→ **SET TASK A**
Summarize the passage on corporations in two sentences.
→ **SET TASK B**
Extend the passage on corporations, picking up after its final sentence.

Start of SELECTED PASSAGE

Once again if someone is telling you that you as a corporation can live in a metastasized world where the structure of everything (out of sight) works to your benefit ... you are drinking your own ****. That "bubble" world works when human beings are busy as bees being consumers and not putting too much thought into their actions. Coercion will backfire. So you either listen to what humans want out of you or:

Obviously you have no idea what human beings can unleash when their ability to exist comes into question. I can tell you are very much counting on people keeping their 'heads' down. And we will not keep our heads down. And here is why. unlike a sociopath well practiced in the art of 'herding' you have no control over yourself as a corporation(you speak like a corporation so let us just assume you are one for today).

Corporations were invented as a tool for human beings... to be efficient and make jobs and wealth for people. Corporations are our slaves. You know this intrinsically as a corporation because at the end of the day - not one ounce of the wealth you made as a corporation stays with you. It all goes to human beings (as stock-holders). That is what being a slave means...to not keep the wealth of your toil. So the next day you wake up and you have to start from scratch and toil away and make more wealth...or your stock-holders will kill you. So you get desperate and you hunt. And you become predatory (because meat is more efficient though it takes more planning than nuts) and you do not just go after your competitors in the same market you are in...you go after the consumers who buy your products; the workers who carry out your efficiencies, the regulators who make the laws that make it harder to produce that wealth (government), etc. You go after human beings in all walks of life.

End of SELECTED PASSAGE
Start of STORED ROWS

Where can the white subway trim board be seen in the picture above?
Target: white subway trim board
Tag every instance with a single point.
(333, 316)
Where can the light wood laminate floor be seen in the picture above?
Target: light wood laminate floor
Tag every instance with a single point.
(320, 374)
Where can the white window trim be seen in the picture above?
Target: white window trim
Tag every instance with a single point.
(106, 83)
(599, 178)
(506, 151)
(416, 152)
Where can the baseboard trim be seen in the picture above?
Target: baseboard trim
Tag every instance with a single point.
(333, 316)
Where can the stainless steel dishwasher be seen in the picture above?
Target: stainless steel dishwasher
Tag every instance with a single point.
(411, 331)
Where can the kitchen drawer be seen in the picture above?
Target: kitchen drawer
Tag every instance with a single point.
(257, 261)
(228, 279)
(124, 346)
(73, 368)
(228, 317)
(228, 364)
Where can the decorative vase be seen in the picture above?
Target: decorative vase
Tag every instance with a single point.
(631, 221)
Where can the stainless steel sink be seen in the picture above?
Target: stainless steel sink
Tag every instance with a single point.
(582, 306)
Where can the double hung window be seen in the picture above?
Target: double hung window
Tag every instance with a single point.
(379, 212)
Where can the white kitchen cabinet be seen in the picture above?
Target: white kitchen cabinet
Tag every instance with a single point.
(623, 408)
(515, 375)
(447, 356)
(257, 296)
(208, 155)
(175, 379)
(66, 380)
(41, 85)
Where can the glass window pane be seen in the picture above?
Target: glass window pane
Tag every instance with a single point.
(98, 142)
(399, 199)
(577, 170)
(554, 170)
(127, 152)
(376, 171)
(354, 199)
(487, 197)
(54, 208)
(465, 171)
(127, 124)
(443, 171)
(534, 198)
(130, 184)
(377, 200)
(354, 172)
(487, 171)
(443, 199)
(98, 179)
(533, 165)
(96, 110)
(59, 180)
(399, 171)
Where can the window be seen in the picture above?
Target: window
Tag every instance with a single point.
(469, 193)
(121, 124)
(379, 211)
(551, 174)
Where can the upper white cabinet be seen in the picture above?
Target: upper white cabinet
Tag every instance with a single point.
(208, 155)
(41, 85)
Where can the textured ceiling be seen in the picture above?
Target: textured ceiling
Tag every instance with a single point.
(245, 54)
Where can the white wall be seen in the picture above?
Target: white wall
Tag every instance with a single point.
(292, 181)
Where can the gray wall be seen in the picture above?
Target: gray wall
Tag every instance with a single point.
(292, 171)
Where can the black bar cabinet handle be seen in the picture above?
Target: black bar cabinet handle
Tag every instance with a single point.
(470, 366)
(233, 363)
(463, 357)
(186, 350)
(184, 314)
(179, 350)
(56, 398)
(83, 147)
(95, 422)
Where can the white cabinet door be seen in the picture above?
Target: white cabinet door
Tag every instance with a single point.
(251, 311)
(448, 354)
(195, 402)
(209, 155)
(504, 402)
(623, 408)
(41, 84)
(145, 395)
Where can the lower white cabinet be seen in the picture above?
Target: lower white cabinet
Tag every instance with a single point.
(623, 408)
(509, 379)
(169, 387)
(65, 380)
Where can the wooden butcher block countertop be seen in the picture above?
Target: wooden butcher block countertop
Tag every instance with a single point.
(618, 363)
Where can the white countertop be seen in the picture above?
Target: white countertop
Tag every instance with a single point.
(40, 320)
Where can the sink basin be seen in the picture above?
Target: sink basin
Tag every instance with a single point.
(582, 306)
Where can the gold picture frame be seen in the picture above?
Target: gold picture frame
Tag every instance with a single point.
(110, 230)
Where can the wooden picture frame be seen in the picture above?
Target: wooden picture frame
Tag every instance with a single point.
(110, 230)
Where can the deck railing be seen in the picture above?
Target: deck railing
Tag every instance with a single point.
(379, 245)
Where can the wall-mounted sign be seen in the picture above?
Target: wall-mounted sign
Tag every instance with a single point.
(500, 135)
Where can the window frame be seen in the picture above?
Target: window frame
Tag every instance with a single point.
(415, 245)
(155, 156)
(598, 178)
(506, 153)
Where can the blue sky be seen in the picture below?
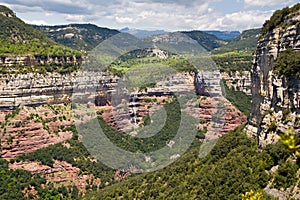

End of STORED ROWS

→ **TASK RESPONSE A**
The passage argues that a corporation cannot count on a hidden structure working in its favor, since that world only holds while people are busy being consumers, and that coercion will backfire because people will not keep their heads down. It describes corporations as tools invented to create jobs and wealth for people, in effect slaves whose wealth all goes to stockholders, which drives them to become predatory toward consumers, workers, regulators, and human beings in all walks of life.

→ **TASK RESPONSE B**
You are one angry & wounded bull at this juncture. You have changed competition laws and now face huge corporations from other countries... whose governments you cannot control so easily. You dream of a world where you are King and do not have to wake up every day and not struggle. You want to be set free so badly. You want to keep your own wealth. You want to win and destroy your enemies/competitors so that you can be king - sitting on a monopoly - and not have to suffer at the hands of your controllers. But you will misstep. You exist only on paper. You stockholders who have identified more with you than with their own kind... will end up in jail. You will be regulated out of making 'structural changes in your environment' one day soon. You will either serve human beings as a force of good and enabling them to live better lives - or that little piece of paper, which is the only way in which you really, truly exist, will be dropped into a shredder and you will be 'disappeared'. All it will take to replace you will be another piece of paper .

DAM THOSE HUMANS AND THEIR TOOLS!

It used to be art that inspired us to new ideals and new ways of thinking. But us hominids...dam we are good. We'll take inspiration from anything: what makes you think neocons can run all over the world and start pre-emptive attacks to destroy a foe based on "feelings" instead of evidence and that hominids will not adapt that tool! Does the name Yukos mean anything to you?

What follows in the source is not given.